TESTO ESTRATTO =
>>
Secondo i magistrati il capo del servizio Pollari era all’oscuro delle versioni dei fatti concordate dai suoi 007

Stefano Zurlo

da Milano

È l’1 giugno, ore 15.22. Il generale Gustavo Pignero ha appena finito l’interrogatorio con i Pm di Milano. Marco Mancini è ansioso di sapere com’è andata, va in una cabina e lo chiama sul cellulare del generale Luciano Seno. Il dialogo, secondo la magistratura milanese, è decisivo e porterà all’arresto dei due alti ufficiali. Ecco un brano:
Pignero: «Poi gli ho riferito genericamente... ma ho tenuto fuori il number one».
Mancini: «Ho capito».
Pignero: Capito?... ho detto che gli ho riferito genericamente del progetto e le verifiche degli accertamenti che andavamo facendo».
Mancini: «Ho capito».
Pignero: «Poi gli ho detto che gli accertamenti erano negativi e quindi noi chiudevamo lì la questione».
Insomma, Pignero, che è stato ascoltato come testimone, avrebbe dato ai Pm una versione addomesticata, parlando di generici accertamenti sulla figura di Abu Omar. A Mancini, però questo ragionamento non basta. E va alla carica.
Mancini: «Ma che io gli ho detto di no, tu gliel’hai detto questo, sì?».
Pignero: «Di che?».
Mancini: «Che io detto che non...»
Pignero: «Certo».
Pignero: «Che c’era la Pg e quindi non si faceva più niente».
Mancini: «Certo».
Pignero: «Però non si faceva più niente nel senso che non passavamo più nessuna notizia, perché noi mai nulla abbiamo saputo».
Mancini: «No certo, no però della richiesta che ci avevano fatto gli yankee, tu gliel’hai detto, sì?»
Pignero: «La richiesta era quella di fare delle verifiche capito?»
<<
[Voci di dati archiviate]
>>
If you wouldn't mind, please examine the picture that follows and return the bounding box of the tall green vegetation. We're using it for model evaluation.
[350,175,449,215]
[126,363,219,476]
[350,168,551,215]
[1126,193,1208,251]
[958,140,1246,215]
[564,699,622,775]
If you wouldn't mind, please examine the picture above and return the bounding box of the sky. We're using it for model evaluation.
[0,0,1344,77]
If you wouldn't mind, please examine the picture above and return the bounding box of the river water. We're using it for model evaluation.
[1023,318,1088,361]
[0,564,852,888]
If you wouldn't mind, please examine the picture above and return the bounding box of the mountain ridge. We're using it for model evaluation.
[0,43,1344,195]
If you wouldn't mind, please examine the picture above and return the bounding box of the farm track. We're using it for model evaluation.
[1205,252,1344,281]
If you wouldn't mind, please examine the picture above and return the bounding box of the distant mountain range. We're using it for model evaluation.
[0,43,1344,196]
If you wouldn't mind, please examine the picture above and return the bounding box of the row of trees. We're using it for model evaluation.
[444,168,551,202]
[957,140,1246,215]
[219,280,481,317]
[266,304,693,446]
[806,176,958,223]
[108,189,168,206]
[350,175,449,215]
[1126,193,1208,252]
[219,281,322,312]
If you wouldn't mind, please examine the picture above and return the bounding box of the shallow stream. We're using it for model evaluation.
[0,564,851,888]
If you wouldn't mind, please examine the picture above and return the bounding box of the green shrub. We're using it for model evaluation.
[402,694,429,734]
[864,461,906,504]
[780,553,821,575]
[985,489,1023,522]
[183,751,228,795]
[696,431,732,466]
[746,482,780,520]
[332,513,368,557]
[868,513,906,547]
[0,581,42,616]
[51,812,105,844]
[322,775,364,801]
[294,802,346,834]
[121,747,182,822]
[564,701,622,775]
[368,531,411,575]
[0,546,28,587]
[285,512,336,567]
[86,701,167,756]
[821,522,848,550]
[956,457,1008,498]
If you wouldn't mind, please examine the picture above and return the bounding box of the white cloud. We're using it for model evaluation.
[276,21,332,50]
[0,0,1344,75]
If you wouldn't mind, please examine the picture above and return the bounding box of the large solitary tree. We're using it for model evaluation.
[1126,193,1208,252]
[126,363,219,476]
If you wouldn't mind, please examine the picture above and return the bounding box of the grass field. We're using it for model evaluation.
<<
>>
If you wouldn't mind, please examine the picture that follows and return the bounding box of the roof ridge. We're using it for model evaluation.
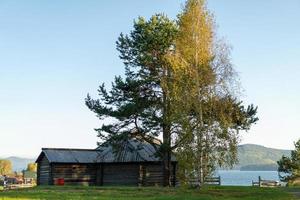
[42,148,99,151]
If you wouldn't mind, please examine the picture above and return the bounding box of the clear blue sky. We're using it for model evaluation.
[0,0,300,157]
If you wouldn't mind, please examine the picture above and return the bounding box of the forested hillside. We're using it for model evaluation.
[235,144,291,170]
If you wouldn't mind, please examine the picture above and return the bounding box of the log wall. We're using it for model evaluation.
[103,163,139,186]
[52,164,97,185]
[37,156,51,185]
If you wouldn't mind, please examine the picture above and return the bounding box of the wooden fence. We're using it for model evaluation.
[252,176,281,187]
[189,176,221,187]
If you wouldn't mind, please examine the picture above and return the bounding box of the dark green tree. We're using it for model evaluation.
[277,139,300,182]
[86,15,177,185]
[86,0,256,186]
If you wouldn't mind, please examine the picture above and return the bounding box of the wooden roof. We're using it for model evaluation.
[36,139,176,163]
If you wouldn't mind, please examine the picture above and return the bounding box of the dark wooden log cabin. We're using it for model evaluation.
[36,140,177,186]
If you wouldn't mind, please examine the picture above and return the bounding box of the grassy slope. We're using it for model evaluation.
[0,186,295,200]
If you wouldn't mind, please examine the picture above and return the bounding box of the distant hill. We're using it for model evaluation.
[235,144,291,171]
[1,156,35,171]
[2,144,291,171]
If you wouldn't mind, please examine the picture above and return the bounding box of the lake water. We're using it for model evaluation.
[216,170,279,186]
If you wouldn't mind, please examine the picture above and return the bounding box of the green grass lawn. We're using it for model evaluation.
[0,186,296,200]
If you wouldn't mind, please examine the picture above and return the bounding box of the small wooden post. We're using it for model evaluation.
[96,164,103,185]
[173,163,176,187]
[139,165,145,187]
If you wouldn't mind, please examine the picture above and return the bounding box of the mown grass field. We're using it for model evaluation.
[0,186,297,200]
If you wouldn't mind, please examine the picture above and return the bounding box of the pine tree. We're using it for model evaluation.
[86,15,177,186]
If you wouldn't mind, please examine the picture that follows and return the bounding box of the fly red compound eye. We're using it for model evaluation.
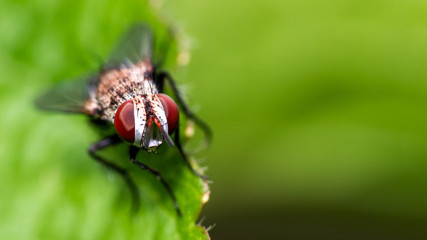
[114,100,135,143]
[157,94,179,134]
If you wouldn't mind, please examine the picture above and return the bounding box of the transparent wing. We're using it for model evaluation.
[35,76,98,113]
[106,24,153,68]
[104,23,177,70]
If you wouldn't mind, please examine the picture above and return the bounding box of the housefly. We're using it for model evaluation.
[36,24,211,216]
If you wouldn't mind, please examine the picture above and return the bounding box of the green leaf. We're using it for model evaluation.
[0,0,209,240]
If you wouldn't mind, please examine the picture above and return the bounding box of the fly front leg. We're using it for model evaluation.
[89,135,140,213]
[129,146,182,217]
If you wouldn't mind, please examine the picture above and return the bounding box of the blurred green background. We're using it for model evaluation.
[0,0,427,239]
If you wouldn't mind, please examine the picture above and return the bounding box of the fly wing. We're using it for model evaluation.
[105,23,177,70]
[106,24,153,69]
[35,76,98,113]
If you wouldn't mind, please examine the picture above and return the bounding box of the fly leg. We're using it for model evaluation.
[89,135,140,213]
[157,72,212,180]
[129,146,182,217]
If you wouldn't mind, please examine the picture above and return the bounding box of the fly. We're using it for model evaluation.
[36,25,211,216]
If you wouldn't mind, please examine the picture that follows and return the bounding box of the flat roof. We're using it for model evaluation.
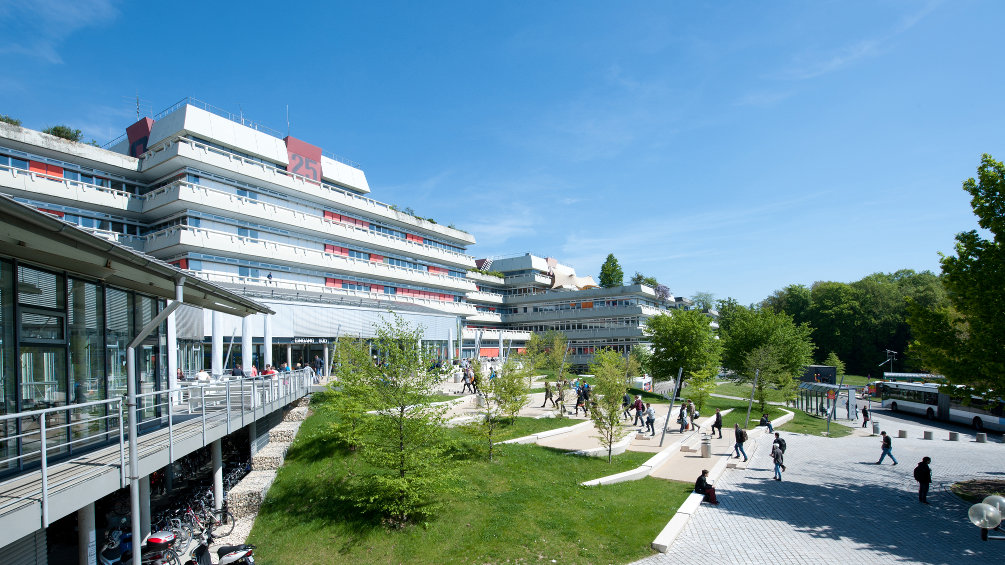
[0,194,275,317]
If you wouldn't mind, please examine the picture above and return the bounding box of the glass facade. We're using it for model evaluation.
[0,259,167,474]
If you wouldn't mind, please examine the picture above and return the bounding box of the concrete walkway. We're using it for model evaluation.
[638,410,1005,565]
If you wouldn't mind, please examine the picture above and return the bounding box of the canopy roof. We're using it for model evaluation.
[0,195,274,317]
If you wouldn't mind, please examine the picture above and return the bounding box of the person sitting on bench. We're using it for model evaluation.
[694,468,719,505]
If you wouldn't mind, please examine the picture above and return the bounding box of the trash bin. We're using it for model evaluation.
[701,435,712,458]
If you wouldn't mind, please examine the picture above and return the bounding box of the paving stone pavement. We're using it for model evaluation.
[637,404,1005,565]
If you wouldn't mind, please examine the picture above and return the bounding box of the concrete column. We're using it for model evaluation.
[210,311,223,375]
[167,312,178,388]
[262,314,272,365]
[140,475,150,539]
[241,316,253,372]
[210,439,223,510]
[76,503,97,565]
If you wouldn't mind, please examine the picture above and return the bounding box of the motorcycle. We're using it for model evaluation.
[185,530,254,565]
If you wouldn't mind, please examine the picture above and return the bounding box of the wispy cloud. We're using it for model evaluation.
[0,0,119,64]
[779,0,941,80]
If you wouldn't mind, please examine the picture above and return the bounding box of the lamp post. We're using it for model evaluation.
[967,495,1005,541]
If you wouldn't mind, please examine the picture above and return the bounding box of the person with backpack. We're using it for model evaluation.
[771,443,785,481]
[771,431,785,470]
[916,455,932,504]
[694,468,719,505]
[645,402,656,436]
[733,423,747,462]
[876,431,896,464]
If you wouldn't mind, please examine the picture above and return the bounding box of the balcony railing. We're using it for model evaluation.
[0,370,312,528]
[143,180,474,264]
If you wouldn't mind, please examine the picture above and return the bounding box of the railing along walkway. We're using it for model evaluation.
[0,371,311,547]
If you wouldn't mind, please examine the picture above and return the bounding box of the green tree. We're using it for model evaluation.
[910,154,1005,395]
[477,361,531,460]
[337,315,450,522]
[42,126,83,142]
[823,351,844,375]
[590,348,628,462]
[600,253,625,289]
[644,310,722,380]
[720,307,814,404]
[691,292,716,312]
<<
CONSEGNA =
Secondo il testo estratto, su quale cellulare Marco Mancini chiama il generale Pignero?

SOLUZIONE SVOLTA =
Sul cellulare del generale Luciano Seno.